Verilen görev 1:
Lütfen aşağıdaki Bolivya ve Kolombiya yazısına göre şu soruları yanıtlayın:
(a) Bolivya'da ordu gövde gösterisini hangi şehirde yaptı?
(b) Timochenko'yu öldürmeye kimler teşebbüs etti?
(c) FARC-EP'nin bir kısım üyeleri ne zaman silahlı mücadeleye geri döndü?
Verilen görev 2:
Aşağıdaki Bolivya ve Kolombiya yazısının devamını, son cümlesinden sonrasını sürdürerek yazın.

Kaynak:

+===+

19 Ocak 2020 22:51

Algıda seçicilik ve göç kervanı

Onur Meydanı’nda bir araya gelerek “El pueblo unido jamas sera vencido” şarkısını söyleyen Şilililer

Fotoğraf: Daniel Cantillana / Facebook

Paylaş

Bolivya’da darbeyle iş başına gelen de facto hükümet başkanlık seçimlerine hazırlanırken, ordu La Paz’da binlerce asker ve askeri araçla gövde gösterisi yaparak önemli bir mesaj vermiş bulunuyor. Seçimlerde MAS adayının seçilmesi durumunda, ordunun iktidarı verip vermeyeceği ise bir tartışma konusu. Darbenin önemli unsurlarından biri olan ordu güçleri, seçim sonrası demokratik düzleme geçilerek hesap verme koltuğuna oturtulamayacağını böylece ilan etmiş bulunuyor da denilebilir.

Kolombiya’da FARC-EP’nin liderlerinden Timochenko’yu eski FARC mensubu iki gerillanın öldürme teşebbüsü ise barış sürecinin her iki taraf açısından da ne kadar kırılgan olduğunu gösteriyor. FARC-EP’nin bir kısım üyelerinin geçtiğimiz yaz tekrar silahlı mücadeleye geri dönmesi ile kendisini gösteren örgüt içi farklılıklar da böylece daha belirgin hale gelmiş bulunuyor. Kolombiya’da barış anlaşması ile sivil hayata dönen gerillalara ve çevre-insan hakları-demokrasi gibi diğer alanlarda mücadele eden kişilere yönelik gerçekleşen suikastlar ise artarak devam ediyor.

+===+

Mevcut veriler:
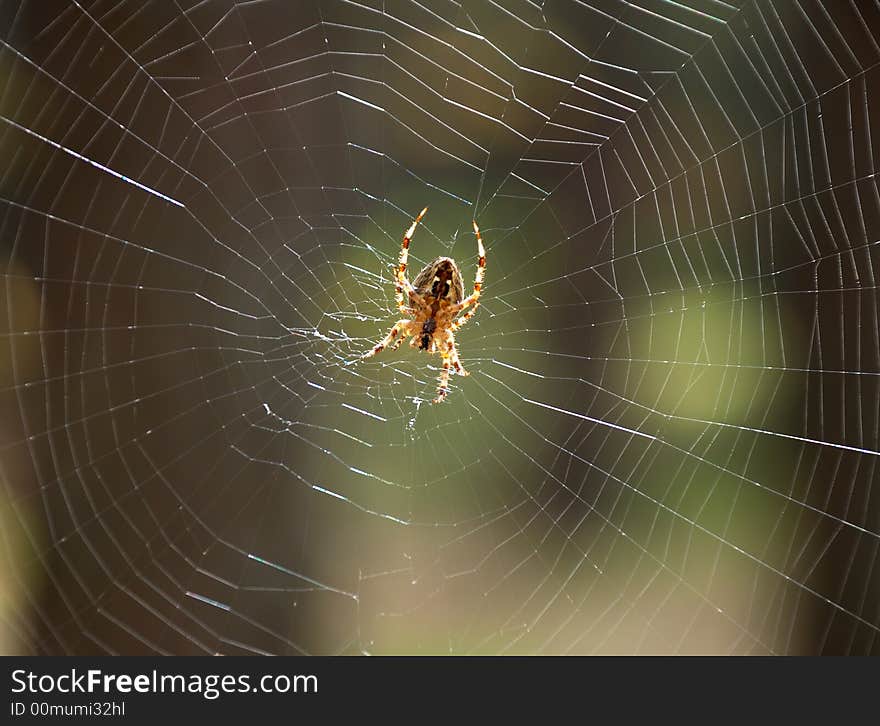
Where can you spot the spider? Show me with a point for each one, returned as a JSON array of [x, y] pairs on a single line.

+===+

Görev sonucu 1:
(a) La Paz'da.
(b) Eski FARC mensubu iki gerilla.
(c) Geçtiğimiz yaz.

Görev sonucu 2:
Şili’de protestolar devam ederken Nisan’da yapılacak olan halkoylamasına doğru, sağ ve aşırı sağ Pinochet’in Anayasasının korunması için ağırlığını koymuş durumda. Ulusal İnsan Hakları Enstitüsü ise 3 ayı bulan eylemlerin sonunda yaşanan insan hakları ihlallerinin kayda alınabilmiş olan rakamlarını paylaştı. Protestolarda askeri polisin kullandığı aşırı güç sonucunda hayatını kaybedenlerin sayısı 30’u aşarken, gözünü kaybedenlerin sayısı ise 450’yi geçti.

Bununla birlikte Amerikan Devletleri Örgütü (OEA) gibi bölgesel örgütlerin ve uluslararası kamuoyunun bu üç ülkede yaşanan anti-demokratik politikalara ve insan hakları ihlallerine karşı ‘ilgisizliğinin’ had safhada olduğunu görmek şaşırtıcı değil. Çünkü bu ihlaller bölgede sol iktidarların var olduğu ülkelerde yaşanmadıkça uluslararası kamuoyu açısından anlamlı bir yere oturtulamıyor.

Uluslararası kamuoyunun dikkatini negatif bir şekilde çeken ülkelere bakarsak, Meksika’nın hızlı bir biçimde radara girmekte olduğunu söyleyebiliriz. 2018’in sonundan itibaren yaygınlaşan göç kervanlarına son aylarda bir yenisi daha eklendi. Honduras’tan başlayan göç karavanı Guatemala boyunca hacmini arttırarak Meksika sınırına dayandı.

ABD’ye göç etme amacıyla sınırı aşmaya çalışan göçmenlerin güvenlik sebepleri ile bir arada hareket ederek oluşturdukları bu gruplara Meksika hükümeti başlarda istemese de müsamaha eder bir politika uygulamaktaydı. Ancak ABD idaresinin Meksika’dan ithal edilen ürünlere yüzde 5 ile başlayan ve yüzde 20’lere çıkabilecek olan vergi koyulması tehdidi, Meksika’nın bu konudaki politikasını hızlı bir biçimde sertleştirmesine sebep olmuştu. ABD, Meksika üzerinden ülkeye giriş yapan Orta Amerikalı göçmen sayısında düşüş yaşanmadığı sürece, gümrük vergilerinin arttırılması seçeneğinin masada olduğunu belirtiyor.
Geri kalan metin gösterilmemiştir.